Metal, mayhem and the Marshall stack provide the staple diet of the Oxman stage on Sunday. The marriage of twin-lead guitars, mountains of long hair and more than a passing resemblance to Iron Maiden propels York’s Pantheon along the heavy metal highway. Out of the same city comes the five-headed metalcore behemoth that is RSJ. They eschew finesse in favour of nihilism, noise and singer Dan Cook’s fearless adventures atop of the stage rigging.
Cook is back shortly afterwards, making a cameo appearance during A Joker’s Rage hugely enjoyable show that marries the visual display of The Dark Knight with the fist-pumping rock of Kiss. Previous support slots to Slash and Queens Of The Stone Age point towards Macclesfield’s The Virginmarys’ proven rock credentials. They aren’t in the mood to hang around and driven along by Danny Dolan’s (pictured) relentless drumming they give an ideal exhibition of no-frills rock music.
Beth McCarthy provides the light to all of that shade. Accompanied by Bradley Blackwell on double bass, the young singer-songwriter from York overcomes her throat problems and beguiles what surely is the biggest crowd of the weekend at the Black Howl stage with an enchanting blend of quirky, endearing charm and no little ability.
Outdoors with plenty of light still left in the sky is probably not the best time and place in which to experience Public Service Broadcasting as they splice their post-modern fusion of elektronische music with a series of projected archive movie footage and vintage newsreels. As darkness falls, though, Messrs Willgoose and Wrigglesworth’s stirring accompaniment to a clip from the 1936 documentary film about a mail train from London to Scotland is genuinely inspired.

◆ **Data entries**
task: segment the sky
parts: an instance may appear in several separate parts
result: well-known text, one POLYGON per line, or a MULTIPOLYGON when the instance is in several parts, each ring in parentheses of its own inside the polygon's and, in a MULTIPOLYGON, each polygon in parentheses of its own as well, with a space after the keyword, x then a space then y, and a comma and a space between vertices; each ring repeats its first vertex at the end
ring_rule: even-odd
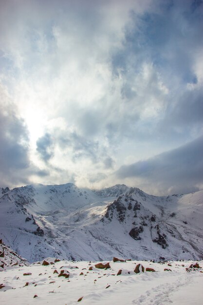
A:
POLYGON ((203 189, 203 1, 1 0, 0 184, 203 189))

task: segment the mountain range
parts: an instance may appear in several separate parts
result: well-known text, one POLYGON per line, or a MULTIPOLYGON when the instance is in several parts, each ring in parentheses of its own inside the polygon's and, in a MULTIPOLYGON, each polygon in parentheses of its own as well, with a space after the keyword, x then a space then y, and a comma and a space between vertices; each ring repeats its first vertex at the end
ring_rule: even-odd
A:
POLYGON ((0 239, 30 262, 203 259, 203 191, 33 184, 0 188, 0 239))

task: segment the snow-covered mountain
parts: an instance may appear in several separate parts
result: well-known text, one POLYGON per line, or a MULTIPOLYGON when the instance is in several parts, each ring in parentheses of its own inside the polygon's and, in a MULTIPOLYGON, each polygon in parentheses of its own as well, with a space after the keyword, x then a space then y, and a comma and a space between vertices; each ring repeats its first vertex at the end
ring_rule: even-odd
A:
POLYGON ((159 197, 117 185, 0 189, 0 238, 30 262, 202 259, 203 191, 159 197))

◆ **Work instruction A**
In the festival review, who plays double bass with Beth McCarthy?
◆ **Work instruction B**
Extend the festival review past its final sentence, keeping its tone.
The records were taken from a separate source and are unrelated to the festival review.

◆ **Exercise result A**
Bradley Blackwell.

◆ **Exercise result B**
Once heralded as futuristic pioneers of dark synthesised pop The Human League can now see the dreaded descriptor ‘heritage act’ looming large in their rear view mirror every time they look back on a career that dates from 1977. And it is true that the quickly dispensable ‘Night People’ and ‘All I Ever Wanted’ aside, their entire set is drawn from songs that were originally recorded in the last century. But it is easy to forget just how strong that back catalogue really is. Opener ‘Mirror Man’ is a resounding rejection of popular music’s unforgiving ageing process. Phil Oakey stalks the stage like some caged animal, circumnavigating Susan Sully and Joanne Catherall, the two women he found dancing round their handbags in a Sheffield nightclub and the story of which forms the basis of the band’s biggest hit ‘Don’t You Want Me’.
‘Seconds’ – an open letter to Lee Harvey Oswald about the assassination of JFK and which along with five other songs this evening is taken from their 1981 breakthrough album Dare –sounds just as sinister as when first heard all of those years ago. And ‘Being Boiled’, their début single and first encore this evening, is still as refreshingly infectious.
But there is much more to Galtres Parklands festival than music. It did, after all, start life as a beer and cider festival and with more than 100 different varieties to choose from this year drink remains an enduring legacy of the event. There is also an extensive supporting programme dedicated to arts, crafts, cabaret, comedy and theatre, plus a whole raft of activities for children of all ages. But if music alone is to be the barometer by which we have to measure Galtres’ success, then this year’s festival has to go down as an unqualified success.
Galtres Parklands Festival was held from Friday 22nd to Sunday 24th August 2014 at Duncombe Park, Helmsley, North Yorkshire.